Strange result from "portfolio" function

Here are two alternative buy rules:
Buy1: EVAL((eval(ticker(“SPY”)&Portfolio(1314242),1,0)+eval(ticker(“spy”)&Portfolio(1451475),1,0))>=1,ticker(“SPY”),ticker(“IEF”))
Buy2: EVAL((eval(ticker(“SPY”)&Portfolio(1314242),1,0)+eval(ticker(“spy”)&Portfolio(1451475),1,0))>=1,ticker(“RSP”),ticker(“IEF”))

Both rules check whether SPY is in any of the two Portfolios and returns 1 if true and 0 if false. If the sum is greater or equal to 1 it buys SPY, otherwise IEF (for Buy1). For Buy2 it is supposed to buy RSP, but it only buys IEF, never RSP.

There is something wrong here, because the sum of the evaluation of the two Portfolio functions in each of the buy rules can only be 0, 1 or 2. This is after all just a number and should not have any influence on the ETF that is specified to be bought.

|---|

WHAT YOU WILL DO:
**A.** According to the post, what does Buy2 actually buy?
**B.** Do these statements agree with the post? (i) The sum of the two Portfolio evaluations can only be 0, 1 or 2. (ii) Buy1 buys IEF when the sum is greater than or equal to 1. (iii) Buy2 never buys RSP.
**C.** Edit the post from "Both rules check" to "IEF, never RSP.", putting "watchlists" in place of "Portfolios".

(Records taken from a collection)
|---|

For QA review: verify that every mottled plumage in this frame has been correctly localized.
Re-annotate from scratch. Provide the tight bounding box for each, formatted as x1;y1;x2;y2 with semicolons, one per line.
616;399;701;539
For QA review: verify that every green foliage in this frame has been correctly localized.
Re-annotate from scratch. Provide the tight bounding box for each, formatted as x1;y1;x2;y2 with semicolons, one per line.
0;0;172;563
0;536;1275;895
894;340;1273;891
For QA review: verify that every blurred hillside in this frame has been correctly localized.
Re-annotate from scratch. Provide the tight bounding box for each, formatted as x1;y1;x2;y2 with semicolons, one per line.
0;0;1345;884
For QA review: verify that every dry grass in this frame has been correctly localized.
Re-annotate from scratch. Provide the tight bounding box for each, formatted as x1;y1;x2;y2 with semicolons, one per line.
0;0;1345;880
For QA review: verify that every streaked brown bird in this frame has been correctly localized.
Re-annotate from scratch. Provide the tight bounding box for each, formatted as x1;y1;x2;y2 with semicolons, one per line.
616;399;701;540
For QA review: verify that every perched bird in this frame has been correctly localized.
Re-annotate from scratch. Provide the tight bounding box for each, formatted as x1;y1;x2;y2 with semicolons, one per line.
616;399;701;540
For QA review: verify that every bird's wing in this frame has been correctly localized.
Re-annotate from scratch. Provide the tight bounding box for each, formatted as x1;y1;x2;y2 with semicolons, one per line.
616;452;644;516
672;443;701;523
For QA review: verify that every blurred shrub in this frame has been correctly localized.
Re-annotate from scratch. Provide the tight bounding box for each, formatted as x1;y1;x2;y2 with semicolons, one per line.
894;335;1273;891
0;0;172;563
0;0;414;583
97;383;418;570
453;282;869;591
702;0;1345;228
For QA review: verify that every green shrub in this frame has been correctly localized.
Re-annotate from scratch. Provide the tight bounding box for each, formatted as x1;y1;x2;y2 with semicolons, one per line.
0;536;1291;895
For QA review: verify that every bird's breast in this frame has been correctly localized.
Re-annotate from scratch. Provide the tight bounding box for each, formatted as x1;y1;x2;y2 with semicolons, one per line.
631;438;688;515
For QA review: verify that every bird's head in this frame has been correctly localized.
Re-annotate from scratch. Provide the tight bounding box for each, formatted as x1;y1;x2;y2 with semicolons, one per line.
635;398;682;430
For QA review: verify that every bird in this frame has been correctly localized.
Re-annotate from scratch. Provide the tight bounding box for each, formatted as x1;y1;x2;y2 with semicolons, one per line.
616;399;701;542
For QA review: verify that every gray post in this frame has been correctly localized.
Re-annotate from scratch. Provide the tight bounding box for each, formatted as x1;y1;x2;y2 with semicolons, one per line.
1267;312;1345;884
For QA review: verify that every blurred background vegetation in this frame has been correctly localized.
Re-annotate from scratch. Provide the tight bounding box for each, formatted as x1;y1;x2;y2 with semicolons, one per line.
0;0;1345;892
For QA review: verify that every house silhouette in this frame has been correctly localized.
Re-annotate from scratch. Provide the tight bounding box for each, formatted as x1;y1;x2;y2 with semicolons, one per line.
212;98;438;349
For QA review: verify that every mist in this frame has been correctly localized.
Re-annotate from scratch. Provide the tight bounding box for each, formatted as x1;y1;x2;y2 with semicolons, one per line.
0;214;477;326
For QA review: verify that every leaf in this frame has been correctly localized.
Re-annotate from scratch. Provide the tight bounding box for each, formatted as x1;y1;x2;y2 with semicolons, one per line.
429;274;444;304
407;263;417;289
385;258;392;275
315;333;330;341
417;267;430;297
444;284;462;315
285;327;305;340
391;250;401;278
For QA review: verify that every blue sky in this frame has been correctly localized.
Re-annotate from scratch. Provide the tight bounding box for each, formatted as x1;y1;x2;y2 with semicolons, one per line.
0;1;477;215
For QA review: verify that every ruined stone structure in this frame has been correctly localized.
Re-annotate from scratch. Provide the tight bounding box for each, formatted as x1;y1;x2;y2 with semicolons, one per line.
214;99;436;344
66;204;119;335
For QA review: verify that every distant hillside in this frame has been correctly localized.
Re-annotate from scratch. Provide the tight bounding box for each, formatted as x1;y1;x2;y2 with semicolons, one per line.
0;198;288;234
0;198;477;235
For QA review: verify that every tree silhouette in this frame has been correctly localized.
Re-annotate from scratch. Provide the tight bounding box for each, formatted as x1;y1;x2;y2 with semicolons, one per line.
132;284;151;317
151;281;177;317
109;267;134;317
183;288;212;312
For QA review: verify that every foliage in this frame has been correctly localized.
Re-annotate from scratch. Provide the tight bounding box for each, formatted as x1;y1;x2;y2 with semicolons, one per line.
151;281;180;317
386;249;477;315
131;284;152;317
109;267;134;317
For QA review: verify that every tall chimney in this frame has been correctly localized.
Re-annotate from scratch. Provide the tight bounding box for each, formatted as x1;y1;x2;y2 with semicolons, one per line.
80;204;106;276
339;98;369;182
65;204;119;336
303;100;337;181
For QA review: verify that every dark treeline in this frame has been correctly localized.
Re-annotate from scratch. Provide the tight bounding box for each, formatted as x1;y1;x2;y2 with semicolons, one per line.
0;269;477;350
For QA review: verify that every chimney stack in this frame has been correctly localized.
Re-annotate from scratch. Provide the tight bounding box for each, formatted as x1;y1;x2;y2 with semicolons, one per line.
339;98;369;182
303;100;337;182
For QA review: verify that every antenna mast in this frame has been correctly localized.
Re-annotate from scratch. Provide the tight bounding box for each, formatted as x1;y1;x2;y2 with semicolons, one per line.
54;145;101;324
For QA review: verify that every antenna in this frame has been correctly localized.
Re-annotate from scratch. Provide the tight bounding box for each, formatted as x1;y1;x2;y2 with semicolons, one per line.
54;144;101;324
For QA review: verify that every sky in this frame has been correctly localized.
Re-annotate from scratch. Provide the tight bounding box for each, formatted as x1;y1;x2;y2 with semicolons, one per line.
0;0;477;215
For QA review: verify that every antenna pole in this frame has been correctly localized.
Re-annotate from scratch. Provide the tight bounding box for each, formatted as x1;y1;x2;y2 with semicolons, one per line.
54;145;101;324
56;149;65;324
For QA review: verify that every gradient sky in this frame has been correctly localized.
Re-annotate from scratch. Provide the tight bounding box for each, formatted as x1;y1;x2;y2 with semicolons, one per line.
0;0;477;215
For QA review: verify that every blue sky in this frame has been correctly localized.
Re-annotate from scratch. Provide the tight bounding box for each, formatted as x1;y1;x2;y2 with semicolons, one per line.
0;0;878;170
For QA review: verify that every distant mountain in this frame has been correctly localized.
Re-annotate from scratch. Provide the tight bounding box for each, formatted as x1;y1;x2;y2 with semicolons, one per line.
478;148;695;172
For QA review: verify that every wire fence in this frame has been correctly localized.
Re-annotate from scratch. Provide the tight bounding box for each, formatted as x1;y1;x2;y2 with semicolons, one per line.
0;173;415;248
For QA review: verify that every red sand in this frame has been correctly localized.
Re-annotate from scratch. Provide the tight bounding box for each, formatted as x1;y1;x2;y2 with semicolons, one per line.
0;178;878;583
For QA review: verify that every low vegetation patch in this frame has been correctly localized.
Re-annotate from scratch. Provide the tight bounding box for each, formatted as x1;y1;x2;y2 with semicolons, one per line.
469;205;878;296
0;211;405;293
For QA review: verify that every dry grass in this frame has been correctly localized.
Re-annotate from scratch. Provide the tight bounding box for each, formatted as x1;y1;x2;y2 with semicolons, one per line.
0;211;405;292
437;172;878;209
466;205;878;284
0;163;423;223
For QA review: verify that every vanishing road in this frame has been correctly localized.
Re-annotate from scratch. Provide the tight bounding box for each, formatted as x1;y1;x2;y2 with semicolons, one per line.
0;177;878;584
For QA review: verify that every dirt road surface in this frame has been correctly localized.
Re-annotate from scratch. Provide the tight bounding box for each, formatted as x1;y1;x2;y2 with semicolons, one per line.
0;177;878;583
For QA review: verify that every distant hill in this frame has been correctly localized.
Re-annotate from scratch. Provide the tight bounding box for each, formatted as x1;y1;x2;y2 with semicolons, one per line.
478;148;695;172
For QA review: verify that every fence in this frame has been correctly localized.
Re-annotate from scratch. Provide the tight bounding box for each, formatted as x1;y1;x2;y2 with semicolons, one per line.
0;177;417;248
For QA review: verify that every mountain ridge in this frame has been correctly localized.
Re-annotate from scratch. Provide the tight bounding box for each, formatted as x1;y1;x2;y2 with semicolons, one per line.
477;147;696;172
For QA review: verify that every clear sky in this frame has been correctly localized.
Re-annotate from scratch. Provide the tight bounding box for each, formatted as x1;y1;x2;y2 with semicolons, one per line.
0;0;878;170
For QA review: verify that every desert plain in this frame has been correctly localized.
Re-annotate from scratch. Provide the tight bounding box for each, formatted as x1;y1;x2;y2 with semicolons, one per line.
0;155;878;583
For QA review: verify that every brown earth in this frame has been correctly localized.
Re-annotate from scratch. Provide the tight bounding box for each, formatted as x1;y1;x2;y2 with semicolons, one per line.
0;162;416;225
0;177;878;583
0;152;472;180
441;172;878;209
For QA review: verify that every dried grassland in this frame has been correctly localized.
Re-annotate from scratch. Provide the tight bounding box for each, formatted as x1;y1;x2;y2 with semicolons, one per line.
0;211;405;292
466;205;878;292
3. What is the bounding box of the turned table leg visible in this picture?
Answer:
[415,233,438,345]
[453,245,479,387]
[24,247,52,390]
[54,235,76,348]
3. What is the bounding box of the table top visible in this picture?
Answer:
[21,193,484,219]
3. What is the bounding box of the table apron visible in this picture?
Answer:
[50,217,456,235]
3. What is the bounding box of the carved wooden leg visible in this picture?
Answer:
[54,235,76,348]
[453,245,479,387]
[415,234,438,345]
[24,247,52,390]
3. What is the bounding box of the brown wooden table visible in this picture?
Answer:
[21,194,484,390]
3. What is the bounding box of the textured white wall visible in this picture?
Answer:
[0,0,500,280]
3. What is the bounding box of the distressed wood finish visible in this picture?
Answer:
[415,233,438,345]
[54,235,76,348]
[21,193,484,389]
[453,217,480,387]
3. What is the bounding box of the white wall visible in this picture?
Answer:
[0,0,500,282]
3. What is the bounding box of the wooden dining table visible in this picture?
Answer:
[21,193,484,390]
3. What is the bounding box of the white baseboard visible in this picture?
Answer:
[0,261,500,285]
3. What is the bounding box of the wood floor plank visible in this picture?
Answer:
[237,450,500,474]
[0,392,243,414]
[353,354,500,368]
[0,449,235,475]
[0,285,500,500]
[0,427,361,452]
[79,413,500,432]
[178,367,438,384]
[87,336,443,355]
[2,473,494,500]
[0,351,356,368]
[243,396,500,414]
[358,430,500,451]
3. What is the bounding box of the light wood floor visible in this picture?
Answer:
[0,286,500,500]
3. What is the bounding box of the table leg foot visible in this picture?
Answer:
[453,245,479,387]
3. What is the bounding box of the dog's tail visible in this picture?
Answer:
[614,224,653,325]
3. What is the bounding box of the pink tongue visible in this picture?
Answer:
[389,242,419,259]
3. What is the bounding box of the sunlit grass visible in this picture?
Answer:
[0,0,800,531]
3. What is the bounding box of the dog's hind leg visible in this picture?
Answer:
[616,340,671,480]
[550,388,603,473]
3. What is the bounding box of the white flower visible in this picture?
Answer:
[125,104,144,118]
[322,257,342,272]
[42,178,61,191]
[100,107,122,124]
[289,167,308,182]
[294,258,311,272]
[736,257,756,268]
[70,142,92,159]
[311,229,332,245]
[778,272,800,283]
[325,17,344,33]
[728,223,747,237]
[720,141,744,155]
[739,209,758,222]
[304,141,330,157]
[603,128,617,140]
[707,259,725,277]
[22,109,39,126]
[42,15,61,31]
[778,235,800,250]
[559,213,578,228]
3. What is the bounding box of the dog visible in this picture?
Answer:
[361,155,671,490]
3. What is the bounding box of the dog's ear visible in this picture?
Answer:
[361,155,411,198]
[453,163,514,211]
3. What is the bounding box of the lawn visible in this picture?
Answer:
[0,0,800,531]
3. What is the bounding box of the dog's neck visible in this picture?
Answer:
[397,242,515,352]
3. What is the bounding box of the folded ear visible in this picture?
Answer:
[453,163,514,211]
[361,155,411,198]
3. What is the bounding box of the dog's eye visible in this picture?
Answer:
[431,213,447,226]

|---|

ANSWERS FOR THIS EXERCISE:
**A.** It only buys IEF, never RSP.

**B.**
(i) Yes: "the sum of the evaluation of the two Portfolio functions in each of the buy rules can only be 0, 1 or 2"
(ii) No: "If the sum is greater or equal to 1 it buys SPY, otherwise IEF (for Buy1)"
(iii) Yes: "it only buys IEF, never RSP"

**C.**
Both rules check whether SPY is in any of the two watchlists and returns 1 if true and 0 if false. If the sum is greater or equal to 1 it buys SPY, otherwise IEF (for Buy1). For Buy2 it is supposed to buy RSP, but it only buys IEF, never RSP.